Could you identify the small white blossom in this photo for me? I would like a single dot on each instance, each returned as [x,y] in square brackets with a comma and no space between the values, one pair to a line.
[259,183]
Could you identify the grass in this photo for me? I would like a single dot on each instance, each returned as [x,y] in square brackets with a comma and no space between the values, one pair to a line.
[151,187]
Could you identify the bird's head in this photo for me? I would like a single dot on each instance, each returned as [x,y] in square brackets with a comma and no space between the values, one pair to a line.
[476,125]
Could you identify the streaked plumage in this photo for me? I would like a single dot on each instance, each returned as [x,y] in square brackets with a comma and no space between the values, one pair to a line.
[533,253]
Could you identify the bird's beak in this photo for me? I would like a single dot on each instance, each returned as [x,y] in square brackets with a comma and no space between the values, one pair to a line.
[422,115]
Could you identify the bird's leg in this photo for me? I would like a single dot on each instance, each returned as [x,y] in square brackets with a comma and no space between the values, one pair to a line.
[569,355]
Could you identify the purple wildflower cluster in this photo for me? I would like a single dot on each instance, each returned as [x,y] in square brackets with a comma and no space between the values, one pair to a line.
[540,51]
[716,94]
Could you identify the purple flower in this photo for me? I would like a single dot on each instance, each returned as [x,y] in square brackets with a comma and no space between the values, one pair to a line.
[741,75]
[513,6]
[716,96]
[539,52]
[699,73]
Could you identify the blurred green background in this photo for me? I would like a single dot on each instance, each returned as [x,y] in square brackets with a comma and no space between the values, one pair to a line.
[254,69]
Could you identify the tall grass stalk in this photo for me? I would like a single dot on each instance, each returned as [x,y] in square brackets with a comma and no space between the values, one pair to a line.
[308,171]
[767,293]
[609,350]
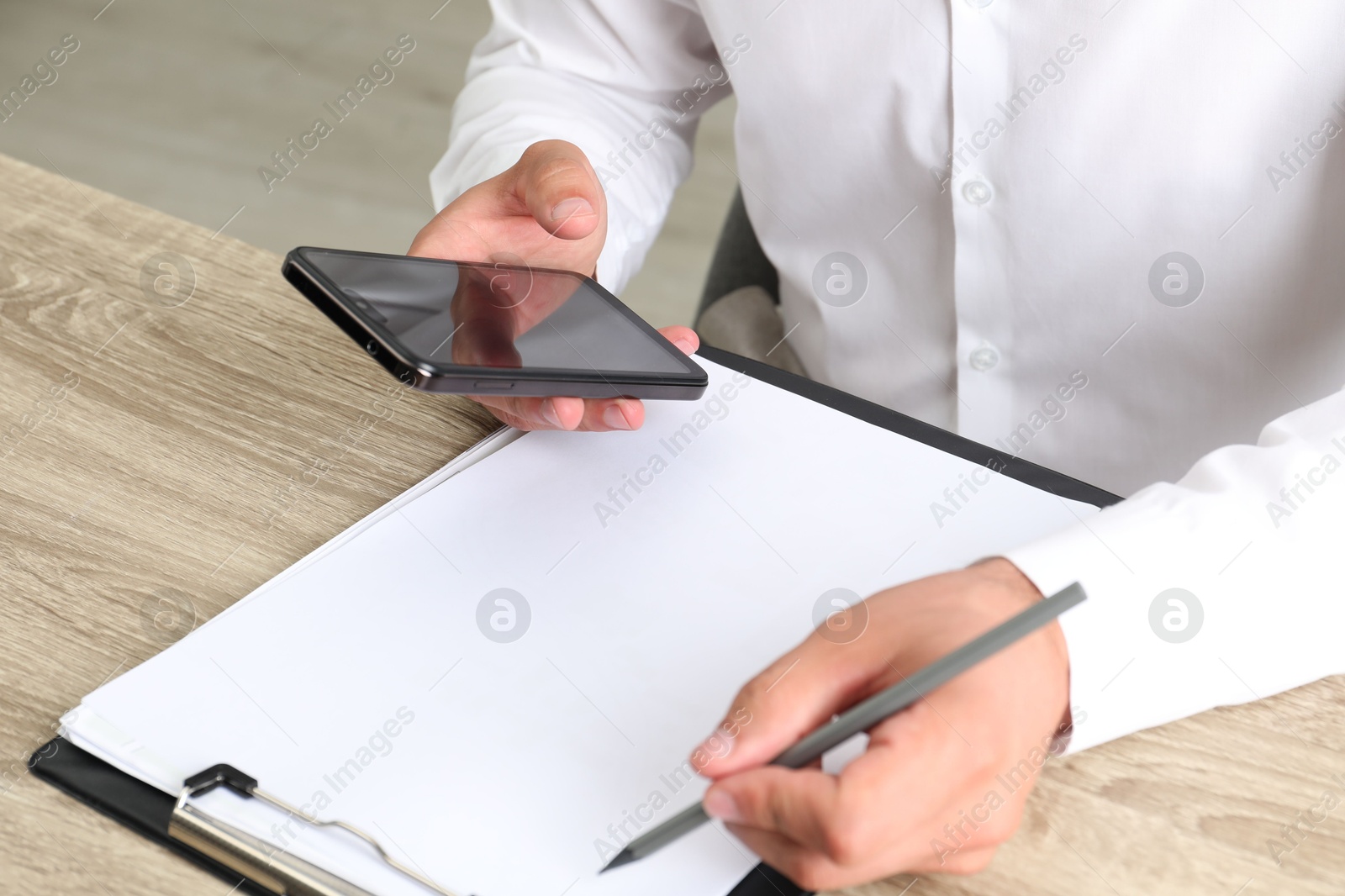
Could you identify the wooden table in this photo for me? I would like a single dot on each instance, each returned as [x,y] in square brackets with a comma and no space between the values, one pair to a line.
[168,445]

--------------------

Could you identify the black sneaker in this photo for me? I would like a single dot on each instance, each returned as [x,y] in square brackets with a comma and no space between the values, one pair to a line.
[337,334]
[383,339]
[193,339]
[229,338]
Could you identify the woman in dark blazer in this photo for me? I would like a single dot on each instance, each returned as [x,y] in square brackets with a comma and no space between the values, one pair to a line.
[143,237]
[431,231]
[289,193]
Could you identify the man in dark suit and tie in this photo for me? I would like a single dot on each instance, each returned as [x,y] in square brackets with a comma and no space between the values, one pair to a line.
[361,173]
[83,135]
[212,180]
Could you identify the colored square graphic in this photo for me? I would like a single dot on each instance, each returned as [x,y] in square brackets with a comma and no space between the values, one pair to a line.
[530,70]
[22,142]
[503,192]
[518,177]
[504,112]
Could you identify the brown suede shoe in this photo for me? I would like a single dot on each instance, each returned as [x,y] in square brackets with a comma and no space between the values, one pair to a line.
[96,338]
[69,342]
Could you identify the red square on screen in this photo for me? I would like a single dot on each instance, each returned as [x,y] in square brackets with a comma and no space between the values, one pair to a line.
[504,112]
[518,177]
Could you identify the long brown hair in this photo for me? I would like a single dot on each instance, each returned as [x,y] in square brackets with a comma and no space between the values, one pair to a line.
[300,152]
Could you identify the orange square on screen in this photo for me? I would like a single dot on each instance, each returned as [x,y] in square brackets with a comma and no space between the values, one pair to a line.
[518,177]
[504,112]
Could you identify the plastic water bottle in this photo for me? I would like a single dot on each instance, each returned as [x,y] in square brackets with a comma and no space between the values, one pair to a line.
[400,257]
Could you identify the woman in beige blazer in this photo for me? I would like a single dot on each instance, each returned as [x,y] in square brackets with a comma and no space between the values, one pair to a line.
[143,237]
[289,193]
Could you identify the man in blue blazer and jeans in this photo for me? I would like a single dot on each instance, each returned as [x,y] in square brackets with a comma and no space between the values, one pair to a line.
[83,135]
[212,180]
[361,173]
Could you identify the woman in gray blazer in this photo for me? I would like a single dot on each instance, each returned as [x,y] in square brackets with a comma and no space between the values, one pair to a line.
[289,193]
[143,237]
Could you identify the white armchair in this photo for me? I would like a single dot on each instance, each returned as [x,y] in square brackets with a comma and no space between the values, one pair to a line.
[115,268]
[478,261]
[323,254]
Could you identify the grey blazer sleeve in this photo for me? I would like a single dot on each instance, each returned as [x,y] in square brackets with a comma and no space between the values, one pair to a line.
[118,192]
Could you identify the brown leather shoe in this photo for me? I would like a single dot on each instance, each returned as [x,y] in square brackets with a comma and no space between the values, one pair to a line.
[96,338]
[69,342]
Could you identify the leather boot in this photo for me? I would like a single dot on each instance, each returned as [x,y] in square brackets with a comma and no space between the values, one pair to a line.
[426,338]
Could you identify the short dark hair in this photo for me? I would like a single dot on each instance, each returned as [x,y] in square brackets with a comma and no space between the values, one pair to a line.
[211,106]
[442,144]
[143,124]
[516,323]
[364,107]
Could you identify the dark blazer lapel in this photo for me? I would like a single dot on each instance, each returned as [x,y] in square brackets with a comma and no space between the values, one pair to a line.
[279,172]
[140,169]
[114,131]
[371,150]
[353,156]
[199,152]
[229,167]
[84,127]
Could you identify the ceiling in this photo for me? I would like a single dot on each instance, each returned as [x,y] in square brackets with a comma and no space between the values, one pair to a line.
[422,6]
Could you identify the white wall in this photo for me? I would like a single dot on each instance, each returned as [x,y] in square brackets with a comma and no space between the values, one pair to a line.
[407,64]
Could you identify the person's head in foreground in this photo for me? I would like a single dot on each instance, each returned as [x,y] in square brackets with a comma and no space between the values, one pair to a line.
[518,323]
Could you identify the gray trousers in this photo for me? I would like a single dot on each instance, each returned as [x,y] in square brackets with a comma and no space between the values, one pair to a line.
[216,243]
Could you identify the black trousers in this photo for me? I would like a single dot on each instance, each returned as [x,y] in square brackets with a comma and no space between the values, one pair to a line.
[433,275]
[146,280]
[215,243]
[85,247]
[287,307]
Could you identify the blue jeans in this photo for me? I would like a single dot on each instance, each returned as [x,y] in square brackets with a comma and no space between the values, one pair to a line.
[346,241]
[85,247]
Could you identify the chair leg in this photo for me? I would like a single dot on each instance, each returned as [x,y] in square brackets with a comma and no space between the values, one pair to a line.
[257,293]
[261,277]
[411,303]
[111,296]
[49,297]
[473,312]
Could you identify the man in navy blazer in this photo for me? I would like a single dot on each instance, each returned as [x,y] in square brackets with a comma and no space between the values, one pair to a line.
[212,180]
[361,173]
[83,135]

--------------------

> _Directive_
Find each line in the records that contains the word "green", matching case exactly, and copy those lines out in full.

> _Response to this task_
Could you identify the blurred green background in this photo for me? I would like a single dot on each instance, each returned as [x,y] in square brackets with a comma and no space between the values, one pair to a line.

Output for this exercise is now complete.